--- START OF RAW DATA ---

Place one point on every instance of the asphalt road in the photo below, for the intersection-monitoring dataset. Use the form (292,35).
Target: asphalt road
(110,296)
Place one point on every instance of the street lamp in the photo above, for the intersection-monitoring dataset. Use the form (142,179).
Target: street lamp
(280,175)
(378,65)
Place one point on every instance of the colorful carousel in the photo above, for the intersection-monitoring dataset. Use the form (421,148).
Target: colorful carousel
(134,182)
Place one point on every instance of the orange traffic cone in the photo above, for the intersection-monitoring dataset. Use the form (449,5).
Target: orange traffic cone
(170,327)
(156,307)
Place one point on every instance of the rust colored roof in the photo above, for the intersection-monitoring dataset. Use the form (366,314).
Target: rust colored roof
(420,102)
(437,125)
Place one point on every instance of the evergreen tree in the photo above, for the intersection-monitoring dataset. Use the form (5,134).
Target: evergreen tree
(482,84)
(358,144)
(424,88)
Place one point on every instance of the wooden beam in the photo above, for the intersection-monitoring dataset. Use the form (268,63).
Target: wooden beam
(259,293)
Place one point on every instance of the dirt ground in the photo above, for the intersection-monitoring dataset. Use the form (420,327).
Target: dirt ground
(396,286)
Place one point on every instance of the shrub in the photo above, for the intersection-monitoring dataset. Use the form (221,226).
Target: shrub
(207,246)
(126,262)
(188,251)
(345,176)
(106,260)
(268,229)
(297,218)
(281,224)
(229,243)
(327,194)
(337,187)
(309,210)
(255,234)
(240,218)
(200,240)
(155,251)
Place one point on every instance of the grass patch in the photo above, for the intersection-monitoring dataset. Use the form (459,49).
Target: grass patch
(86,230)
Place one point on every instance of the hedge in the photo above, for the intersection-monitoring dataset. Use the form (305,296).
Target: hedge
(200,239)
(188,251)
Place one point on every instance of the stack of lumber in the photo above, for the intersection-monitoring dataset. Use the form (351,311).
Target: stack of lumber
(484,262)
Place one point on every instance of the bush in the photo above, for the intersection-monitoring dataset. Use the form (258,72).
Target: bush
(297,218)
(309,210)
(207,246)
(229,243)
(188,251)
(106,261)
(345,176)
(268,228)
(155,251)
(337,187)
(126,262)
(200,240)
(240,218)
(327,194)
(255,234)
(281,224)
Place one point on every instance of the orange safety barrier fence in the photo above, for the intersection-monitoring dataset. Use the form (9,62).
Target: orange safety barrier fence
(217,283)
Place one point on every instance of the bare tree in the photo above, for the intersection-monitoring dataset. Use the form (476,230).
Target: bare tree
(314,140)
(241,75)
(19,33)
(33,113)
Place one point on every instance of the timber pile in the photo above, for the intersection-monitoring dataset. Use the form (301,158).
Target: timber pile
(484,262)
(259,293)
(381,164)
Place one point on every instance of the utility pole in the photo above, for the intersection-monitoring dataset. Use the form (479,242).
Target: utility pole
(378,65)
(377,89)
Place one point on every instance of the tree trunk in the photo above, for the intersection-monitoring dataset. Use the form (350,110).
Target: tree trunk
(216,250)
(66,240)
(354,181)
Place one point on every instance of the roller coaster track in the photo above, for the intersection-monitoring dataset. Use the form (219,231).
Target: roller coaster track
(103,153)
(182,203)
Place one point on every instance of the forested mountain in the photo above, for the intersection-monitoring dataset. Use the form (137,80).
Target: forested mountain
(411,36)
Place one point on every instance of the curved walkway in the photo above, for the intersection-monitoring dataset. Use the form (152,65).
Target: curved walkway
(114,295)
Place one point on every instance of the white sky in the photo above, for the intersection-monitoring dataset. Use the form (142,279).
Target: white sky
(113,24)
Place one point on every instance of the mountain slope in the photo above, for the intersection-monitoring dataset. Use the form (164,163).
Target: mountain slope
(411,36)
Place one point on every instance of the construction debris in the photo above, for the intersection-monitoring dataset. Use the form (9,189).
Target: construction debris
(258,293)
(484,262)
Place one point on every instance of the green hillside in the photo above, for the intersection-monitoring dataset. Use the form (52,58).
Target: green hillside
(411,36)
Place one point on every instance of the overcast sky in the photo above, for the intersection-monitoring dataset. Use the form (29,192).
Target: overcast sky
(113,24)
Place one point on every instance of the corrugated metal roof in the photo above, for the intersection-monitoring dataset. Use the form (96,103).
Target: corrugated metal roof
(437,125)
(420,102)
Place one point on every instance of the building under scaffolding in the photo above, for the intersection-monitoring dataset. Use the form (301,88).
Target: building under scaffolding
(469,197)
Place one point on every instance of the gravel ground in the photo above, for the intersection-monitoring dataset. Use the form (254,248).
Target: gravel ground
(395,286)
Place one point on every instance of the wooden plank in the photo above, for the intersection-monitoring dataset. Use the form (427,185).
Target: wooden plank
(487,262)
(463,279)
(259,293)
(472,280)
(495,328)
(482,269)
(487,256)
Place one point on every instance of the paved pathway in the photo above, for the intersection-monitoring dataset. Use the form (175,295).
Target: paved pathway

--- END OF RAW DATA ---

▶ WHAT YOU WILL DO
Copy every one of the records above word for word, keeping each line as it stands.

▶ EXPECTED ANSWER
Place one point on every instance of the asphalt road in the photo below, for the intersection-monitoring dataset. Use the form (292,35).
Target: asphalt road
(110,296)
Place one point on every instance of the street lamp in the photo above, for the intersection-monitoring dataset. Use the form (142,179).
Target: street lamp
(280,175)
(378,65)
Place one point on every instance of the colorful carousel in the photo above, for the intersection-monitoring dataset. Use the form (421,148).
Target: colorful carousel
(134,182)
Place one point on every instance of the orange traffic cone in the photo above, for the intersection-monitoring dataset. Use the form (449,5).
Target: orange traffic cone
(170,327)
(156,307)
Place one point on every instance of the rust colored roof in the photo above, for the intersection-monitoring dataset. Use the form (366,314).
Target: rust colored roof
(420,102)
(437,125)
Place one point on every instance of the evergreen tree in the photo above, for the intersection-monitoring dataset. Use the form (5,134).
Target: evergreen tree
(482,84)
(358,144)
(424,88)
Place one point on every instance of the wooden beam in the photo above, for the intersection-monitoring dataset. Use the form (268,63).
Target: wooden beam
(259,293)
Place one point on every instance of the dirt ground in the photo above, for the intersection-monitoring dataset. Use the form (420,327).
Target: dirt ground
(396,286)
Place one point on every instance of the shrub in the photo above, for the intersection-monitoring dataset. Use the form (221,226).
Target: shrub
(207,246)
(126,262)
(188,251)
(345,176)
(106,260)
(268,229)
(297,218)
(281,224)
(229,243)
(327,194)
(337,187)
(309,210)
(255,234)
(240,218)
(200,240)
(155,251)
Place one point on every instance of the grass patch in the photo above, for the intersection-monitoring dataset. Use the form (459,49).
Target: grass patch
(86,230)
Place one point on every instance of the hedge in the photo above, for the intersection-monitoring dataset. Use the form (305,296).
Target: hedge
(200,239)
(188,251)
Place one point on every instance of the stack of lumber in the photo above, for the intersection-monitoring dataset. Use the form (351,311).
Target: stack of lumber
(484,262)
Place one point on every instance of the bush in the photo above, for the intersection-monitoring dataset. Use the form (258,72).
Target: bush
(297,218)
(309,210)
(207,246)
(229,243)
(188,251)
(106,261)
(345,176)
(268,228)
(155,251)
(337,187)
(126,262)
(200,240)
(240,218)
(327,194)
(255,234)
(281,224)
Place one point on every instance of the orange safety barrier fence in the photo above, for the intersection-monitoring dataset. Use the form (9,62).
Target: orange safety barrier fence
(217,283)
Place one point on every instance of the bare tree in the photo above, for the intersection-monitoring dataset. Use the form (476,230).
Target: bare tree
(314,140)
(241,75)
(19,33)
(33,113)
Place one point on every instance of the timber pile in the photo above, for the intersection-monitoring dataset. Use the form (301,158).
Target: timber pile
(484,262)
(259,293)
(381,164)
Place one point on every instance of the utility pole in the photo above, for the intersection-monitoring dataset. Use the form (479,242).
Target: utility pole
(378,65)
(377,89)
Place one point on every instance of the tree trunk in the photo above, for the intersection-monitoring dataset. Use the form (350,110).
Target: tree trunk
(216,250)
(66,240)
(354,181)
Place one point on every instance of the roller coaster track in the photo above, for the intersection-monitoring dataset. Use the form (219,231).
Target: roller coaster track
(103,153)
(182,203)
Place one point on every instance of the forested mountain in the photo above, for the intersection-monitoring dataset. Use the form (137,80).
Target: forested mountain
(411,36)
Place one point on every instance of the curved walkway in the photo above, for the intersection-monitoring dataset. Use the form (152,65).
Target: curved walkway
(114,295)
Place one point on every instance of the white sky in the photo above, for the intersection-monitoring dataset. Use the form (142,279).
Target: white sky
(113,24)
Place one point on every instance of the mountain slope in the photo above, for the intersection-monitoring dataset. Use the form (164,163).
Target: mountain slope
(411,36)
Place one point on every instance of the construction debris in the photo above, for the intersection-monitoring dataset. Use the form (9,189).
Target: construction debris
(258,293)
(484,262)
Place one point on every instance of the green hillside in the photo above, for the intersection-monitoring dataset. Use the form (52,58).
Target: green hillside
(411,36)
Place one point on every instance of the overcast sky in the photo above, for the intersection-monitoring dataset. Use the form (29,192).
Target: overcast sky
(113,24)
Place one point on every instance of the corrugated metal roof in the photo above, for the intersection-monitoring dataset. Use the form (96,103).
Target: corrugated metal roof
(437,125)
(420,102)
Place one point on every instance of the building under scaffolding in the photo above, for the intersection-monitoring dataset. Use the form (301,88).
Target: building under scaffolding
(469,197)
Place one point on every instance of the gravel ground in the photo above, for the intersection-monitoring dataset. Use the form (254,248).
Target: gravel ground
(395,286)
Place one point on every instance of the wooden plank in the photo above, for the intersection-monitoring dataset. Use the form (427,185).
Target: wooden plank
(487,262)
(463,279)
(259,293)
(472,280)
(495,328)
(482,269)
(487,256)
Place one point on every instance of the paved pathway in the photo above, for the intersection-monitoring dataset. Use the form (175,295).
Target: paved pathway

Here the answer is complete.